- [What you have to do]: The full set of entries below needs to be written out exactly.

* * * * *

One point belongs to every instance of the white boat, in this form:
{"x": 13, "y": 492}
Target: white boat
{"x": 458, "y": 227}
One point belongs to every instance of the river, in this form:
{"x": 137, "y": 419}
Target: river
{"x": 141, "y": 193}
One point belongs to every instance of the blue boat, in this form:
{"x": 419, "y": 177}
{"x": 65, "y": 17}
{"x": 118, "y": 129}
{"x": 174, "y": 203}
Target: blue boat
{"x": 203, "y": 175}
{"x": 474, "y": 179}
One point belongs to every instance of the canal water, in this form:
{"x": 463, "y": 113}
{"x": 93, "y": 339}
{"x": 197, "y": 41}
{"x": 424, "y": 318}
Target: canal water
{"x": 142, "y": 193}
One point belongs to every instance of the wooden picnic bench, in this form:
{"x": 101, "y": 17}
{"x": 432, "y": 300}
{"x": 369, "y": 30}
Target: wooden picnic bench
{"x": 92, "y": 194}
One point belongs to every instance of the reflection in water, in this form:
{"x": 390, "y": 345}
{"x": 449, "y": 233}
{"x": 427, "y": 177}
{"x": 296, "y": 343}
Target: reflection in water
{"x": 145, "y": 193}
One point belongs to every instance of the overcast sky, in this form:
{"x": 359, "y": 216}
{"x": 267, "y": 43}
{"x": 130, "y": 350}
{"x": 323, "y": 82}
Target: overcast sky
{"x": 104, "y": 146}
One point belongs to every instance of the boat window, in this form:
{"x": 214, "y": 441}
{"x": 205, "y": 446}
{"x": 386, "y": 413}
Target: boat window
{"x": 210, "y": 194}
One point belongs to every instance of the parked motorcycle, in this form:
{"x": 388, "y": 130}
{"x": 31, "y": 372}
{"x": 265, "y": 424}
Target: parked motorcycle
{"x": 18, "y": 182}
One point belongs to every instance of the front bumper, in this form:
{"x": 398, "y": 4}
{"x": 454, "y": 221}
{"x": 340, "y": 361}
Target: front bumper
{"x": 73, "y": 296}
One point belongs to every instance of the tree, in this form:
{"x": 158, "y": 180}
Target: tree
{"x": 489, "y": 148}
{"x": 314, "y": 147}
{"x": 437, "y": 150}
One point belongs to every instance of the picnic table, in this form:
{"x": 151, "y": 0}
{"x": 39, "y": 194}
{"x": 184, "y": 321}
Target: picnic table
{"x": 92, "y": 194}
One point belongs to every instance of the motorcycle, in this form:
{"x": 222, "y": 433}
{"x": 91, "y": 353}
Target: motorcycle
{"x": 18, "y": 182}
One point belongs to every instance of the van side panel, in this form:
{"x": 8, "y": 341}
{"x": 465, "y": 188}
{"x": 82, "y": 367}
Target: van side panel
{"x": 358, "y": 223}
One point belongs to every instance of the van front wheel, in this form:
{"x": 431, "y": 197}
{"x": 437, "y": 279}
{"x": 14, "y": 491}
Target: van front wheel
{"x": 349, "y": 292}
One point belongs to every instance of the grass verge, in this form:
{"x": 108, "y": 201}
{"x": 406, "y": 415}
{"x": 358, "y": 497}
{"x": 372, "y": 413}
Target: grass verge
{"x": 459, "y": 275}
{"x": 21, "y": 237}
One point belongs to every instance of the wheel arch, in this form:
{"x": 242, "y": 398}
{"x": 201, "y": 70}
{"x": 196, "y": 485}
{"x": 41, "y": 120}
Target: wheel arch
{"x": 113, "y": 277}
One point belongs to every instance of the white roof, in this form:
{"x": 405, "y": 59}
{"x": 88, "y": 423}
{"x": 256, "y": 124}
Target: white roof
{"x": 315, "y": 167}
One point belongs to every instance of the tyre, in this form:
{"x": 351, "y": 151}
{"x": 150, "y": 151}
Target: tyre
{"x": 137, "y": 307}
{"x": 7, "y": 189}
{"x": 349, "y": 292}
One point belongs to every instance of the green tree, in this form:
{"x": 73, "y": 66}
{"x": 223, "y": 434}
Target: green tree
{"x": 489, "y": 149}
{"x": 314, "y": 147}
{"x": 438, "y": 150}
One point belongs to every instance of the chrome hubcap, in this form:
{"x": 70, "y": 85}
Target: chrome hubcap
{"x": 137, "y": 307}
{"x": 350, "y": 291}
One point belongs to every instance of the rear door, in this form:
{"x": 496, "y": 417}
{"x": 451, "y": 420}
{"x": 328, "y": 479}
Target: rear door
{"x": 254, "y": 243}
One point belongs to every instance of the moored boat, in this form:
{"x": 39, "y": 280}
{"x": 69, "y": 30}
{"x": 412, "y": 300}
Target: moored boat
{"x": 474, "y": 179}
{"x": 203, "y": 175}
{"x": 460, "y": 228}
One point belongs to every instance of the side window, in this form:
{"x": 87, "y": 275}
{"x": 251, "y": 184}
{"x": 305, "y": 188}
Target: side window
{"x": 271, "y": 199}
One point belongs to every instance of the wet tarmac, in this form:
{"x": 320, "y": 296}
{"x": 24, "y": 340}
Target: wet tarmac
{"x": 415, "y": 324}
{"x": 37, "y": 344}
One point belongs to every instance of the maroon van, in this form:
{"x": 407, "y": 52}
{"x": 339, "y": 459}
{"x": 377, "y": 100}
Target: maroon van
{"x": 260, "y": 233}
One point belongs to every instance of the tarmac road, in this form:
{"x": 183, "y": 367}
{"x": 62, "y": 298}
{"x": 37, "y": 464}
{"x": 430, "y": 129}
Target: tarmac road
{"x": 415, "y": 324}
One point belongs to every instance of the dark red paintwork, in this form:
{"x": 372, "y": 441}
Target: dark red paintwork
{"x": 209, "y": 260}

* * * * *

- [Worked solution]:
One point belongs to every instance of the white boat, in this form:
{"x": 13, "y": 492}
Target: white boat
{"x": 458, "y": 227}
One point belongs to every instance of the river, in this form:
{"x": 137, "y": 419}
Target: river
{"x": 141, "y": 193}
One point belongs to every instance of the blue boat, in this form:
{"x": 419, "y": 177}
{"x": 65, "y": 17}
{"x": 118, "y": 129}
{"x": 174, "y": 203}
Target: blue boat
{"x": 203, "y": 175}
{"x": 474, "y": 179}
One point belongs to every instance of the canal water, in this form:
{"x": 463, "y": 113}
{"x": 93, "y": 339}
{"x": 197, "y": 41}
{"x": 424, "y": 318}
Target: canal water
{"x": 142, "y": 193}
One point belongs to every instance of the wooden picnic bench, in this form:
{"x": 101, "y": 17}
{"x": 432, "y": 300}
{"x": 369, "y": 30}
Target: wooden picnic bench
{"x": 92, "y": 194}
One point belongs to every instance of the reflection in water, in this form:
{"x": 390, "y": 345}
{"x": 449, "y": 233}
{"x": 427, "y": 177}
{"x": 296, "y": 343}
Target: reflection in water
{"x": 145, "y": 193}
One point belongs to every instance of the overcast sky, in this form:
{"x": 359, "y": 216}
{"x": 267, "y": 43}
{"x": 130, "y": 350}
{"x": 323, "y": 82}
Target: overcast sky
{"x": 104, "y": 146}
One point belongs to every instance of the boat window, in this form:
{"x": 214, "y": 441}
{"x": 205, "y": 446}
{"x": 386, "y": 413}
Target: boat window
{"x": 210, "y": 194}
One point belongs to every instance of the parked motorcycle, in this form:
{"x": 388, "y": 130}
{"x": 31, "y": 372}
{"x": 265, "y": 424}
Target: parked motorcycle
{"x": 18, "y": 182}
One point belongs to every instance of the front bumper, in this form:
{"x": 398, "y": 4}
{"x": 454, "y": 221}
{"x": 340, "y": 361}
Target: front bumper
{"x": 73, "y": 296}
One point belongs to every instance of the tree, in this form:
{"x": 158, "y": 180}
Target: tree
{"x": 489, "y": 148}
{"x": 314, "y": 147}
{"x": 437, "y": 150}
One point belongs to every instance of the picnic table, in this form:
{"x": 151, "y": 0}
{"x": 39, "y": 194}
{"x": 184, "y": 321}
Target: picnic table
{"x": 92, "y": 194}
One point belongs to every instance of the motorcycle, in this form:
{"x": 222, "y": 433}
{"x": 91, "y": 353}
Target: motorcycle
{"x": 18, "y": 182}
One point belongs to every instance of the van side panel, in this form:
{"x": 8, "y": 341}
{"x": 465, "y": 188}
{"x": 82, "y": 367}
Target: van side panel
{"x": 358, "y": 223}
One point belongs to every instance of the van front wheel, in this form:
{"x": 431, "y": 197}
{"x": 437, "y": 279}
{"x": 14, "y": 491}
Target: van front wheel
{"x": 349, "y": 292}
One point belongs to every instance of the grass verge, in this form:
{"x": 108, "y": 201}
{"x": 406, "y": 415}
{"x": 358, "y": 497}
{"x": 372, "y": 413}
Target: grass verge
{"x": 459, "y": 275}
{"x": 21, "y": 237}
One point belongs to every instance of the wheel arch, in this form:
{"x": 242, "y": 398}
{"x": 201, "y": 70}
{"x": 196, "y": 485}
{"x": 41, "y": 120}
Target: wheel arch
{"x": 113, "y": 277}
One point belongs to every instance of the white roof, in this form:
{"x": 405, "y": 59}
{"x": 88, "y": 423}
{"x": 256, "y": 124}
Target: white roof
{"x": 315, "y": 167}
One point belongs to every instance of the tyre, in this form:
{"x": 351, "y": 151}
{"x": 150, "y": 151}
Target: tyre
{"x": 137, "y": 307}
{"x": 7, "y": 189}
{"x": 349, "y": 292}
One point belongs to every instance of the green tree, in this form:
{"x": 73, "y": 66}
{"x": 223, "y": 434}
Target: green tree
{"x": 489, "y": 149}
{"x": 314, "y": 147}
{"x": 438, "y": 150}
One point belongs to every instance of the chrome hubcap, in this form:
{"x": 70, "y": 85}
Target: chrome hubcap
{"x": 137, "y": 307}
{"x": 350, "y": 291}
One point belongs to every instance of the rear door, in this form:
{"x": 496, "y": 417}
{"x": 451, "y": 420}
{"x": 328, "y": 479}
Target: rear door
{"x": 254, "y": 243}
One point belongs to every instance of the moored boat, in this form:
{"x": 39, "y": 280}
{"x": 69, "y": 30}
{"x": 412, "y": 300}
Target: moored boat
{"x": 474, "y": 179}
{"x": 203, "y": 175}
{"x": 460, "y": 228}
One point belongs to every instance of the side window, in this form:
{"x": 87, "y": 275}
{"x": 251, "y": 184}
{"x": 305, "y": 188}
Target: side window
{"x": 271, "y": 199}
One point belongs to every instance of the wet tarmac, in this form:
{"x": 320, "y": 296}
{"x": 24, "y": 340}
Target: wet tarmac
{"x": 415, "y": 324}
{"x": 37, "y": 344}
One point belongs to every instance of the maroon van, in this form:
{"x": 407, "y": 52}
{"x": 339, "y": 459}
{"x": 377, "y": 100}
Target: maroon van
{"x": 260, "y": 233}
One point belongs to every instance of the tarmac road, in this form:
{"x": 183, "y": 367}
{"x": 62, "y": 298}
{"x": 37, "y": 464}
{"x": 430, "y": 129}
Target: tarmac road
{"x": 415, "y": 324}
One point belongs to every instance of the dark red paintwork, in this form:
{"x": 372, "y": 441}
Target: dark red paintwork
{"x": 209, "y": 260}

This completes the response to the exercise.